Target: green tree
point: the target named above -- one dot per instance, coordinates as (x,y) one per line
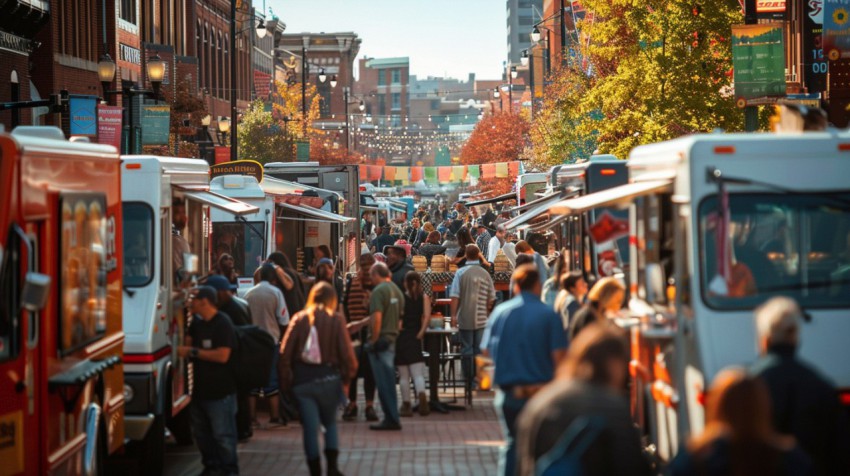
(647,71)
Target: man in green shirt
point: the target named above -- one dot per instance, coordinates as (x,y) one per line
(385,305)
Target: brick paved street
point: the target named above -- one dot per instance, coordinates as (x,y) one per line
(462,442)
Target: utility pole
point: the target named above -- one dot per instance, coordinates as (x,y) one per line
(751,117)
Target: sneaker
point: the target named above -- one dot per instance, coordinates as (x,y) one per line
(350,413)
(424,406)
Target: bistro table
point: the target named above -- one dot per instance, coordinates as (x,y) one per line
(434,345)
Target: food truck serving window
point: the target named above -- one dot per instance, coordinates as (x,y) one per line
(138,244)
(83,263)
(244,241)
(764,245)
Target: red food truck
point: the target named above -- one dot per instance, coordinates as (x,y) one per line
(61,338)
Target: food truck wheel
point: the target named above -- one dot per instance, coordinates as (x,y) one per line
(152,454)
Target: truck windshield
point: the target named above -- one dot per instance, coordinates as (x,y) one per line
(138,244)
(244,241)
(795,245)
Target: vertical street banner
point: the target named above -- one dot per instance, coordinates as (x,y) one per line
(836,29)
(109,125)
(83,119)
(758,56)
(156,124)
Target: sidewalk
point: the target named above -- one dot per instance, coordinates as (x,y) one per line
(462,442)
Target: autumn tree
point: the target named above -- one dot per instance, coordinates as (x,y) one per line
(499,137)
(647,72)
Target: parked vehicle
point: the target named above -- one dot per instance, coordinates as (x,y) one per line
(166,214)
(62,403)
(719,223)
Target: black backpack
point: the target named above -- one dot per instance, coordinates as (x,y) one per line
(252,362)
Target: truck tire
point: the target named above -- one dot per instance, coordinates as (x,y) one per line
(152,448)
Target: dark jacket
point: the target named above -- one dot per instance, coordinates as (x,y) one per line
(806,406)
(616,448)
(399,271)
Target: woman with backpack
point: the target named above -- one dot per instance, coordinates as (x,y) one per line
(318,361)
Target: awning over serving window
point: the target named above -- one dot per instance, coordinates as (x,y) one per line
(221,202)
(612,197)
(496,199)
(310,214)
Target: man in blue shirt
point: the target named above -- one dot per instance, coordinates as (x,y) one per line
(525,339)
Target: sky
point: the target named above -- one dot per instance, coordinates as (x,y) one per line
(449,38)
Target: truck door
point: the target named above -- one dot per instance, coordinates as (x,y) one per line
(20,440)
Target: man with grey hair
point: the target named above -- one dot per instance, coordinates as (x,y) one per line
(805,405)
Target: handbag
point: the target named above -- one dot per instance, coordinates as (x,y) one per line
(312,354)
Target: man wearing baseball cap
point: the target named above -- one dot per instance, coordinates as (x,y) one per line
(209,344)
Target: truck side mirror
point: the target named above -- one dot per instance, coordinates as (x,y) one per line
(36,291)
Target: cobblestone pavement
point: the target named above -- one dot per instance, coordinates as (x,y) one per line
(463,442)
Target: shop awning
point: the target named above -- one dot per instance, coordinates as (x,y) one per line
(311,214)
(546,199)
(608,198)
(496,199)
(221,202)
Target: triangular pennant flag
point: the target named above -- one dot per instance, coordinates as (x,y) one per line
(402,173)
(458,173)
(415,174)
(431,174)
(389,173)
(513,168)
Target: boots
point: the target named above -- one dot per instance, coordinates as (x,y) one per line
(315,466)
(331,456)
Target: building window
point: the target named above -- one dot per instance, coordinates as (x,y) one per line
(127,11)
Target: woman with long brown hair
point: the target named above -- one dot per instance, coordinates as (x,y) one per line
(408,357)
(603,300)
(738,439)
(317,376)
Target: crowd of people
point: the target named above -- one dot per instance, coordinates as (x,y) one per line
(560,361)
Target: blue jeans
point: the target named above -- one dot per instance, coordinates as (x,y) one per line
(470,347)
(508,408)
(317,402)
(214,427)
(383,366)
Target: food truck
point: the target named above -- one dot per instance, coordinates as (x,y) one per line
(166,205)
(718,224)
(290,216)
(61,400)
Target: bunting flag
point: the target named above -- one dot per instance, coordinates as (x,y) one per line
(389,173)
(431,174)
(513,168)
(458,173)
(403,174)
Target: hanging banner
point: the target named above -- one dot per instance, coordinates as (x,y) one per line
(83,119)
(758,56)
(156,124)
(109,125)
(836,29)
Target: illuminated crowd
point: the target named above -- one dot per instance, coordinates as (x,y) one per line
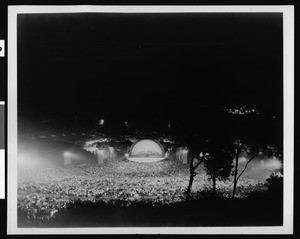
(43,193)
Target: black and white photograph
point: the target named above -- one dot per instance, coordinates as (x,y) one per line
(150,117)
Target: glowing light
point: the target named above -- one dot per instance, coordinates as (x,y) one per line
(146,151)
(144,159)
(146,147)
(67,154)
(101,122)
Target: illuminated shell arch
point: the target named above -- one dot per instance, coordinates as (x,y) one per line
(146,150)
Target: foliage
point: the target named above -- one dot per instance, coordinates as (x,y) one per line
(218,162)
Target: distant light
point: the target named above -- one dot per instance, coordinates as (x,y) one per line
(101,122)
(67,154)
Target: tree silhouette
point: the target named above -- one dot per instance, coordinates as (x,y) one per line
(217,162)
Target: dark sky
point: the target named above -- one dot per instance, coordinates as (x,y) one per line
(137,65)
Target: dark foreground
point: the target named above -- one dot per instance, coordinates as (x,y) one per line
(259,209)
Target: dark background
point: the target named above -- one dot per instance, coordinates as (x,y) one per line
(148,66)
(3,31)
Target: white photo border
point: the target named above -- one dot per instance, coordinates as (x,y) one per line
(288,80)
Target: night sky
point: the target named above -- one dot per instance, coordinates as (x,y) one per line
(147,66)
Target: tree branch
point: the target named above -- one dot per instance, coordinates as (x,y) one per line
(194,167)
(245,167)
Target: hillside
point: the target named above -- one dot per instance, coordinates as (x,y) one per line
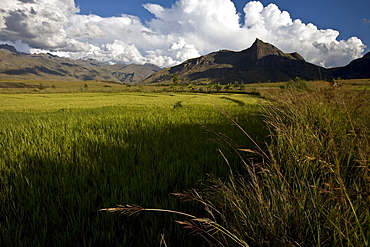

Exercise task — Which lines in the entries above contain the word "illuminated"? Pull out each of those lines, treating uppercase and lowercase as different.

Task response —
Target: illuminated crowd
Target: illuminated shell arch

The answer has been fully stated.